--- WORK ORDER ---
An exact transcription of all the records, free of pictures, is the expected answer.

Natural language region descriptions
Segment Open
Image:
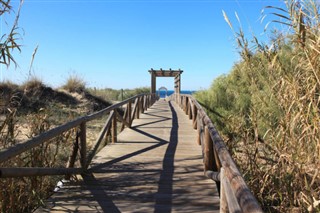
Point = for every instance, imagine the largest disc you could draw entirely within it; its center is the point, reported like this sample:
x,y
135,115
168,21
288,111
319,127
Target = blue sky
x,y
114,43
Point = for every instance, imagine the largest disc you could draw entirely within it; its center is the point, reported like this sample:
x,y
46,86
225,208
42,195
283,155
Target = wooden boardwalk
x,y
156,166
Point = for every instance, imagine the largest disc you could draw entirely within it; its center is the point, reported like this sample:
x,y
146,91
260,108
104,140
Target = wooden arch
x,y
163,88
166,73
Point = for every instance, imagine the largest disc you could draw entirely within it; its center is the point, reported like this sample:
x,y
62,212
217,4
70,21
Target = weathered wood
x,y
190,110
83,144
13,151
138,108
213,175
149,169
134,111
230,197
194,117
29,172
246,200
114,128
199,129
124,122
102,134
142,104
128,118
223,198
208,150
73,156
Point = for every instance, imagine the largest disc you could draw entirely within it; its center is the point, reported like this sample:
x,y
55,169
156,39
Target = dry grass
x,y
74,84
270,111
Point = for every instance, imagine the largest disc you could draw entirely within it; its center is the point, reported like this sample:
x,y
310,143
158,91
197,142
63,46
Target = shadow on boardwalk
x,y
156,166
Segment Closed
--- SOLUTION BELOW ---
Image:
Point = for every instance, imagine the largest disc you could draw entirely within it; its center is the point, reported like this sample:
x,y
135,115
168,21
288,111
319,127
Target = blue sky
x,y
114,43
Point = for every instance, imagine the largest disc you could draw entirely within it; its center is the point, reported like this sample:
x,y
46,86
225,208
42,195
283,155
Target = wooden boardwalk
x,y
156,166
Point = for every instance, imagine the largest disc you could draw entirely within it; its center is the point, reported like this sample:
x,y
146,91
260,108
104,140
Target = wooden arch
x,y
163,88
166,73
Point = for every instance, imagine the largest disc you could draw entirely within it; its center is the point, reported like this sample:
x,y
62,212
217,4
70,21
Target = weathered wood
x,y
190,110
83,144
13,151
138,108
213,175
149,169
134,111
230,197
194,117
29,172
246,200
114,128
199,129
124,122
102,134
142,104
128,118
223,198
208,150
73,156
Point = for every instance, imagine the largest disc you could draw entirely within it; its center is the point, reported like this sample:
x,y
55,169
156,39
Target = dry grass
x,y
74,84
270,111
Point = for every instance, imagine the largest disc you could draw entirely within it; its center is the point, reported like this sample:
x,y
310,143
158,91
197,142
63,46
Target = shadow on boardwalk
x,y
156,166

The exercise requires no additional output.